▶ **Task description**
Give the number of lines below that contain the word "sauce", and nothing else.

(Beginning of Data records)

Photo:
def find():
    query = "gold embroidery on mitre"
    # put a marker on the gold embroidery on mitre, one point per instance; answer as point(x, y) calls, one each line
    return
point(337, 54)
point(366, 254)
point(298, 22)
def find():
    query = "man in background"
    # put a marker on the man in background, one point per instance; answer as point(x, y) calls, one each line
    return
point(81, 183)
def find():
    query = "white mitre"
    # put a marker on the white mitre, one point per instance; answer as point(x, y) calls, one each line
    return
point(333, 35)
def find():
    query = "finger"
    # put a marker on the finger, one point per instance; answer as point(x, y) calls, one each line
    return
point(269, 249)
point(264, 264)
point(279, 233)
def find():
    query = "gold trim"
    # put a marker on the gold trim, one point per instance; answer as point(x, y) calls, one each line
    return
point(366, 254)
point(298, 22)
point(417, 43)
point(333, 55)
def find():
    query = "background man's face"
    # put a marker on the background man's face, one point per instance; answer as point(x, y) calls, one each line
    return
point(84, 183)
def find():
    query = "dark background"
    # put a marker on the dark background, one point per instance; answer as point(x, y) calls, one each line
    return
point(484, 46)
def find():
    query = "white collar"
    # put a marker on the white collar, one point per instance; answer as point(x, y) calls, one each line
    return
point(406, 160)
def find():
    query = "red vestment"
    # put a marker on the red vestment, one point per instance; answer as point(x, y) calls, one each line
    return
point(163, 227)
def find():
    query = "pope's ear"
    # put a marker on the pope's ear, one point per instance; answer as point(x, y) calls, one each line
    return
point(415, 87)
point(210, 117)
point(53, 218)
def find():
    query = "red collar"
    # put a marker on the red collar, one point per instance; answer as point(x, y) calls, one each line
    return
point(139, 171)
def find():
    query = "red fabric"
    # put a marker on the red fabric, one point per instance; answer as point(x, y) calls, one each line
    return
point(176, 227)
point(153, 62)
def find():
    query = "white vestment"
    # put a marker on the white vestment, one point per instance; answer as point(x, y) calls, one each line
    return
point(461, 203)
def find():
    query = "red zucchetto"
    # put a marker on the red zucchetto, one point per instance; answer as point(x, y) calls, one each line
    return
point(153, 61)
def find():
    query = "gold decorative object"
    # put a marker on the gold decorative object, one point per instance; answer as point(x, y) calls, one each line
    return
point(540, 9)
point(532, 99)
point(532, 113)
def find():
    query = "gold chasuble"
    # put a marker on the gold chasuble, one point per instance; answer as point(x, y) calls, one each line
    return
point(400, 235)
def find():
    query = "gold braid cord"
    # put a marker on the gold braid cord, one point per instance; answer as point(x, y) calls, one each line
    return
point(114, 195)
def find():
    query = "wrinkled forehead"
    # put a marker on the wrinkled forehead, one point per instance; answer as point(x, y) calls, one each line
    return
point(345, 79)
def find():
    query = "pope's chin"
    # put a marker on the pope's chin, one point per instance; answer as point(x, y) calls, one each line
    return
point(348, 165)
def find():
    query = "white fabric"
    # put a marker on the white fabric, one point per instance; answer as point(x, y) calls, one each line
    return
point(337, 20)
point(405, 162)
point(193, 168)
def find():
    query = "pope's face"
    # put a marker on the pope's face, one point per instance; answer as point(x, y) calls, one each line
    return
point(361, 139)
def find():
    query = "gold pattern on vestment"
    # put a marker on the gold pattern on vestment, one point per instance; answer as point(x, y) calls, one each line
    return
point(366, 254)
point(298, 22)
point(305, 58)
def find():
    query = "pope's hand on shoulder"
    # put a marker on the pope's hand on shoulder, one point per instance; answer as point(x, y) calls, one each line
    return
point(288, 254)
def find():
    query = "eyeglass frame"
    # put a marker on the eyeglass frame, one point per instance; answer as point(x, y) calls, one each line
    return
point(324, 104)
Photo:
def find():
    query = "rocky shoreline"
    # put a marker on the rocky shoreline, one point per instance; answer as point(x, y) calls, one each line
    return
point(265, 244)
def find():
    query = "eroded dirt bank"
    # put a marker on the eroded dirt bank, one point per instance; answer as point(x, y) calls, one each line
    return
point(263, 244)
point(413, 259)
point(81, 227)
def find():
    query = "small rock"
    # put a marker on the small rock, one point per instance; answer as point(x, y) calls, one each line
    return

(End of Data records)
(Beginning of Data records)

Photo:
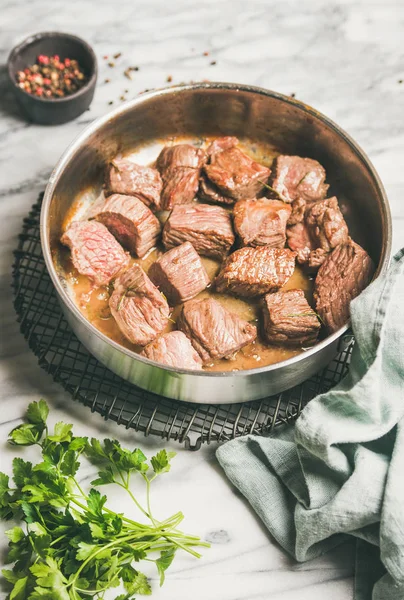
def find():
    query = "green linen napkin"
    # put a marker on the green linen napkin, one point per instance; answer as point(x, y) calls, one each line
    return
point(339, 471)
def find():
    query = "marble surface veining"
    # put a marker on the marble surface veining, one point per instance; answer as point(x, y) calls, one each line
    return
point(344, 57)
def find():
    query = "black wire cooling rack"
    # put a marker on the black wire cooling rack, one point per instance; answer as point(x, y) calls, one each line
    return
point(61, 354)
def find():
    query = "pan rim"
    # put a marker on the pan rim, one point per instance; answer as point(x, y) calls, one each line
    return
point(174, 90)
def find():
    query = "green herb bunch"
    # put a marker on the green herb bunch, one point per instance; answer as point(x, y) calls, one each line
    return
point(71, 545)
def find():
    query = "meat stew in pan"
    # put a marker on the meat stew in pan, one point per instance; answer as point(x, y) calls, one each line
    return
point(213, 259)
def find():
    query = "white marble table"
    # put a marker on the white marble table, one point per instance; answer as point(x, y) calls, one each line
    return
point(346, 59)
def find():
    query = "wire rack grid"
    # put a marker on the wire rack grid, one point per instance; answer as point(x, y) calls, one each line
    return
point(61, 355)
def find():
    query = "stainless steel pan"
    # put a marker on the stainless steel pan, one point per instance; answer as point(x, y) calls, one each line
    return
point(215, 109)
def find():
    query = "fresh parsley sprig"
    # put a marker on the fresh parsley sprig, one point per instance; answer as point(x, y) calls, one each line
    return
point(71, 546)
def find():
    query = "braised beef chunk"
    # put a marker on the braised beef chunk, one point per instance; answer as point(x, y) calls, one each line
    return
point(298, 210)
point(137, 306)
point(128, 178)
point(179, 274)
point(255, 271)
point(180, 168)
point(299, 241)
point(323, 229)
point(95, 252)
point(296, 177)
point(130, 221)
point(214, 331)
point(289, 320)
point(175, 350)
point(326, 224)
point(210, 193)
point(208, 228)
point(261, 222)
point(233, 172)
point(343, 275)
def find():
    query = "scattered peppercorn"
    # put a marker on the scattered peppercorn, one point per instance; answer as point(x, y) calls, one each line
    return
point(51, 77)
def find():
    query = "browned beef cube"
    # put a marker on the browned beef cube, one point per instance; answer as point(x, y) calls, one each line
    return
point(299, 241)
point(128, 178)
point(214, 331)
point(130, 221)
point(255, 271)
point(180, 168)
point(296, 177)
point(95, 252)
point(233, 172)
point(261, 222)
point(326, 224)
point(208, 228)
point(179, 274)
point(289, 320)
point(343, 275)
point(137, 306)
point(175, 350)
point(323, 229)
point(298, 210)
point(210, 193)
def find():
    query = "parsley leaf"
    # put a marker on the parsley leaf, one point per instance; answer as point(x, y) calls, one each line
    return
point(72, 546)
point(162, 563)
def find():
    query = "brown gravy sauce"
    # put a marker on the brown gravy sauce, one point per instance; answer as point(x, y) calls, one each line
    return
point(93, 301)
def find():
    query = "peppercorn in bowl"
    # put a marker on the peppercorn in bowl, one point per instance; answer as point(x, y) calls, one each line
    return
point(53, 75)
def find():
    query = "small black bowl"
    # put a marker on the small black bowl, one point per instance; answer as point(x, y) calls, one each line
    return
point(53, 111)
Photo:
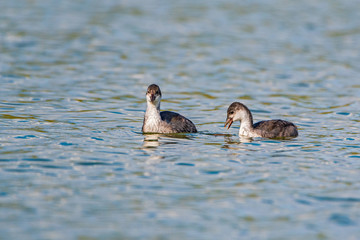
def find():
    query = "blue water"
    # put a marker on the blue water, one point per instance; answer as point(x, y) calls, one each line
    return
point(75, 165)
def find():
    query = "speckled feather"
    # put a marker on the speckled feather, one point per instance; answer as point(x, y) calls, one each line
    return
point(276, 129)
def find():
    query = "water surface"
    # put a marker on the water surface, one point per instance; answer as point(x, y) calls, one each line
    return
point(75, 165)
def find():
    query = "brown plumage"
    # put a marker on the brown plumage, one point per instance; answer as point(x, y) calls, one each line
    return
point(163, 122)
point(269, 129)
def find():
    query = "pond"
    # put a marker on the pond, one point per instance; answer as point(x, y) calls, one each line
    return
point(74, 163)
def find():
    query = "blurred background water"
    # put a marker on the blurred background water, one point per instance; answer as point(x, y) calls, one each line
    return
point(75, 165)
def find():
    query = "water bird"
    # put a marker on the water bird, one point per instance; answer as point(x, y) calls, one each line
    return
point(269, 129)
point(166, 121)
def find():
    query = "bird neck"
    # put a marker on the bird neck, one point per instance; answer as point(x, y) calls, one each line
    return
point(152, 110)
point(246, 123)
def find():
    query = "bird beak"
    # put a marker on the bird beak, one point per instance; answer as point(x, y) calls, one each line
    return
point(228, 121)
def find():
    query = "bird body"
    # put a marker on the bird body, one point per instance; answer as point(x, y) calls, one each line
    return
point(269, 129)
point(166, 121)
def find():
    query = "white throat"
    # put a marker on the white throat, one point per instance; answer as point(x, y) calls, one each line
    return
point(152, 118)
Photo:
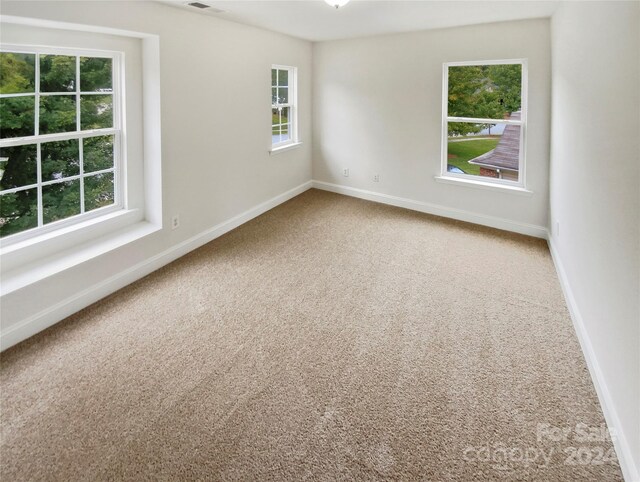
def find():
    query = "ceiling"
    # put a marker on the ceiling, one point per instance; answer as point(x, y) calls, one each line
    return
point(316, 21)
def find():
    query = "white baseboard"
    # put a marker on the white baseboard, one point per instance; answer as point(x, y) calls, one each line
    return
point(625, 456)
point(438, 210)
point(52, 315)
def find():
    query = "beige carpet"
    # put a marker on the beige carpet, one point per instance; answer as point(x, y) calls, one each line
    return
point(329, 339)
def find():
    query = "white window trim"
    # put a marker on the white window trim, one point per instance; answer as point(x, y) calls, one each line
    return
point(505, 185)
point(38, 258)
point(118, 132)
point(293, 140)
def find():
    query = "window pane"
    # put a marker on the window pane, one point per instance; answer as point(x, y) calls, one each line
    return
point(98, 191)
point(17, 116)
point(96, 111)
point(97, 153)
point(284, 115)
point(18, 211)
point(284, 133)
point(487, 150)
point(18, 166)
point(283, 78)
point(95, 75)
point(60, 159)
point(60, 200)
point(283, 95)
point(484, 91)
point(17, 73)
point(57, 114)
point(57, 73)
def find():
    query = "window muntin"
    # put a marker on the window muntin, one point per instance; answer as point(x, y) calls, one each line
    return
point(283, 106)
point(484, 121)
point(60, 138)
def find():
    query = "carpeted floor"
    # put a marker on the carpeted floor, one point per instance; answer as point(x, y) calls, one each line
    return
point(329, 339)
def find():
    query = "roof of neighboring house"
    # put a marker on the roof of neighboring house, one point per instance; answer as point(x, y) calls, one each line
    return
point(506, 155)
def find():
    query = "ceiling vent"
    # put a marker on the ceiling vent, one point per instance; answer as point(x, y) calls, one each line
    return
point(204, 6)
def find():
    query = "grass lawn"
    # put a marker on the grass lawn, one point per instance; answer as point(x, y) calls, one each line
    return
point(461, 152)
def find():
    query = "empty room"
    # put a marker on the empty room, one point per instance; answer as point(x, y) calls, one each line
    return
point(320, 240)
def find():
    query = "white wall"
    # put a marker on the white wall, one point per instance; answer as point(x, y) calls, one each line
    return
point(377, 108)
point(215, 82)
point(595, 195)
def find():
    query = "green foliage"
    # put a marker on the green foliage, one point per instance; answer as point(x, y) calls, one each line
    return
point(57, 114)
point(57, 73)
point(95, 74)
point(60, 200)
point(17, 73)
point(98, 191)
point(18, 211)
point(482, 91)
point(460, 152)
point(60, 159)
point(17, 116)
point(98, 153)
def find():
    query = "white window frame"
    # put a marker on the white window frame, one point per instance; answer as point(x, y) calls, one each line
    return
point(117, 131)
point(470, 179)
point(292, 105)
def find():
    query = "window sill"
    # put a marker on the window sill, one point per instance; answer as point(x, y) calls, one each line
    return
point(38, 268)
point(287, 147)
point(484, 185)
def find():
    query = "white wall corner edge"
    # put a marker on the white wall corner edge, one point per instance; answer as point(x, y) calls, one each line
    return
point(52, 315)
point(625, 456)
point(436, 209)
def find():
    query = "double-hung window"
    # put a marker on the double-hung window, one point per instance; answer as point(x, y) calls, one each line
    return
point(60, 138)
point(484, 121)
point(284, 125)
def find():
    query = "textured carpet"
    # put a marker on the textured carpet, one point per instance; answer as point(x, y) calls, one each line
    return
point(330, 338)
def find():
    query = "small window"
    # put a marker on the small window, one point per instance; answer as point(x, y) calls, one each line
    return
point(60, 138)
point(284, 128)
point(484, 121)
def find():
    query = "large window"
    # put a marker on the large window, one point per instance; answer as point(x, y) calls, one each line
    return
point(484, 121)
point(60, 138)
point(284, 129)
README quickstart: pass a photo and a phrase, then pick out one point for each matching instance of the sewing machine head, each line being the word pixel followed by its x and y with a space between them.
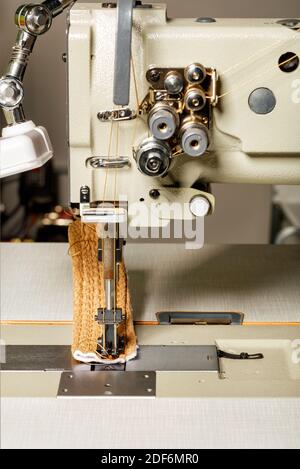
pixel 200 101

(End of Data records)
(Beginning of Data records)

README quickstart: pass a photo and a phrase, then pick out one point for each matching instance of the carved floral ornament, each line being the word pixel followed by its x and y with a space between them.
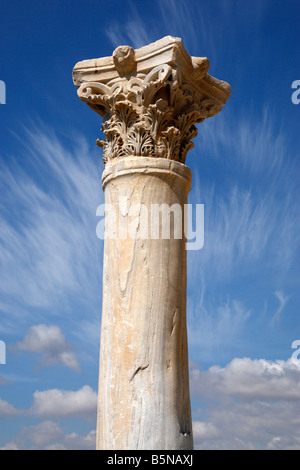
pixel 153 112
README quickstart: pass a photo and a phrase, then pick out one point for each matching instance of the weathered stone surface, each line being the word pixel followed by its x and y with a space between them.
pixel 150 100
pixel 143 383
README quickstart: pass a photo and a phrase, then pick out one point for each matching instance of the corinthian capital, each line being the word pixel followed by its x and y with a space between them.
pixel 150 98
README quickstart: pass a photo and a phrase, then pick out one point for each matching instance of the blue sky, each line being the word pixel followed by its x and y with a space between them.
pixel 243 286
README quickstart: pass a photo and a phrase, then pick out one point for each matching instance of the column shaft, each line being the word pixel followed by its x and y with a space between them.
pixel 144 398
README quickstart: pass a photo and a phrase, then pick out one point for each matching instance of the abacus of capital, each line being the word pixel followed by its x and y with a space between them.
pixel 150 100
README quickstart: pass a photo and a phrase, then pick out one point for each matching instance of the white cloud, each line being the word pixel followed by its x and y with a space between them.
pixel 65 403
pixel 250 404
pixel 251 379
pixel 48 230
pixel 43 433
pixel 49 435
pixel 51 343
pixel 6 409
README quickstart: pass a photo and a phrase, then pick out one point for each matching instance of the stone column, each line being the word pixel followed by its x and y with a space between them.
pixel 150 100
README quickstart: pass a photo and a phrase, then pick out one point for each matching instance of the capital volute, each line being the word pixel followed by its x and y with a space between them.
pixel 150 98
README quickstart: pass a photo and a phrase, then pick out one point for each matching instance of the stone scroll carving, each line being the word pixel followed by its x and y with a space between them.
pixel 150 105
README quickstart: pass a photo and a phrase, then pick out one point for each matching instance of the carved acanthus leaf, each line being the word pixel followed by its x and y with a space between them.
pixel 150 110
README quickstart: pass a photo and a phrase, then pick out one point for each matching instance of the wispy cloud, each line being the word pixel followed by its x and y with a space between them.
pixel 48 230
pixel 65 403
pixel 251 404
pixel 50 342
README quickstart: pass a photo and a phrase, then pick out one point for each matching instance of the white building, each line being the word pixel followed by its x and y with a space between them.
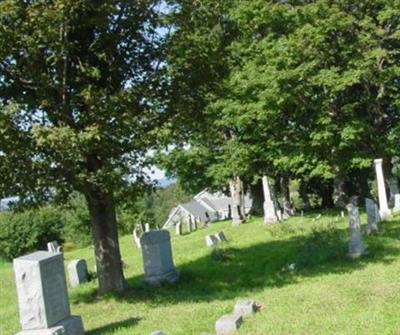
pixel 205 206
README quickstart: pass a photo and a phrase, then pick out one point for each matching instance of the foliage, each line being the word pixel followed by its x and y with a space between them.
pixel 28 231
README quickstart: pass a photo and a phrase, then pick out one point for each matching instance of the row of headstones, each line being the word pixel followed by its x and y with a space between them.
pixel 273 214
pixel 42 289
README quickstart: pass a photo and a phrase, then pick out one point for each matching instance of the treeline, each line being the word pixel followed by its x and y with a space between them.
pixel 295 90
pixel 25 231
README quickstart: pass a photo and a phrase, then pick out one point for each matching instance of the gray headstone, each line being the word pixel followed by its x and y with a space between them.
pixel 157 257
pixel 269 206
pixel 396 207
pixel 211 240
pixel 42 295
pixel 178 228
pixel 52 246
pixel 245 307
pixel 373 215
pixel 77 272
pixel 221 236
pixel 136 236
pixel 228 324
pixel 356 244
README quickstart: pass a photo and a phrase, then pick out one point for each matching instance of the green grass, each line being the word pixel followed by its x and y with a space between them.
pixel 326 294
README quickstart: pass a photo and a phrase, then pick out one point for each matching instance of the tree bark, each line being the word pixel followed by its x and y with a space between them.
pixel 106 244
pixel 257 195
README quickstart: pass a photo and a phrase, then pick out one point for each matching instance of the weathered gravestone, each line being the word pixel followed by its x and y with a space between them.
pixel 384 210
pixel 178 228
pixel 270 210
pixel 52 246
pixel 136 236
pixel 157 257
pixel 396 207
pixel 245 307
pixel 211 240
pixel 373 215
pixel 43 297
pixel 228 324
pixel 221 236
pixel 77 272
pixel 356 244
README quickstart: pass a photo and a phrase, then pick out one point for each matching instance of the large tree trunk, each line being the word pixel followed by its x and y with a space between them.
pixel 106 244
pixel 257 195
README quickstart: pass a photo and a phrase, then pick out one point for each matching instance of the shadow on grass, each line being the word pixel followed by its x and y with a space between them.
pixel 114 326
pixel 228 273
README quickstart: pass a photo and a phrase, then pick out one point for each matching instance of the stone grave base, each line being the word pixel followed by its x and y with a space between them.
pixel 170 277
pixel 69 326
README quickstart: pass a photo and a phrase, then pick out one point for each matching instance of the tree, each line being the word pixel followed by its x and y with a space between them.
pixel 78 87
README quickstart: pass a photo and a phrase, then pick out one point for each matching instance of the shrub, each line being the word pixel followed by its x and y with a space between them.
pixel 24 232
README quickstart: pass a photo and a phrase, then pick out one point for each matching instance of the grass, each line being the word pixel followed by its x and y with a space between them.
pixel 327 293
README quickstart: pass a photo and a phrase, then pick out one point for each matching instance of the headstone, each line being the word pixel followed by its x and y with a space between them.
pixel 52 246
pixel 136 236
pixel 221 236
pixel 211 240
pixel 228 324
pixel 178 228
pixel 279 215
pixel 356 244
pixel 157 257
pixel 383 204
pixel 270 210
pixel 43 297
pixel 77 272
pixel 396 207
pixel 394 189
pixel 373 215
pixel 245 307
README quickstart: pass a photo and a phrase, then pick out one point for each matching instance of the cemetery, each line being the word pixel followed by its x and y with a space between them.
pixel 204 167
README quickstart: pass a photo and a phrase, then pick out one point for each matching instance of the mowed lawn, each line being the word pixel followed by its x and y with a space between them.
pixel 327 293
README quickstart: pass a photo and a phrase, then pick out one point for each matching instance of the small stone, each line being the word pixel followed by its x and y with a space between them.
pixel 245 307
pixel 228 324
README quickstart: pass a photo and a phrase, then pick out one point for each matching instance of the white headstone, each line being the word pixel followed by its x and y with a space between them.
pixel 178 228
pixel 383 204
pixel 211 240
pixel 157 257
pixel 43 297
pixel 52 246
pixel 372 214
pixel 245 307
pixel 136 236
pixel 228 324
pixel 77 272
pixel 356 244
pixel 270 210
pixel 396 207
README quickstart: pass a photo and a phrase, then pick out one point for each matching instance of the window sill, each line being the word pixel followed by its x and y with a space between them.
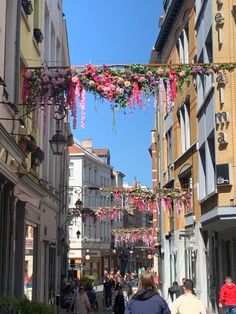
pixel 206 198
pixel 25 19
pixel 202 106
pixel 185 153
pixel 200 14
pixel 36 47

(End of Data records)

▶ **Solution for this exercise**
2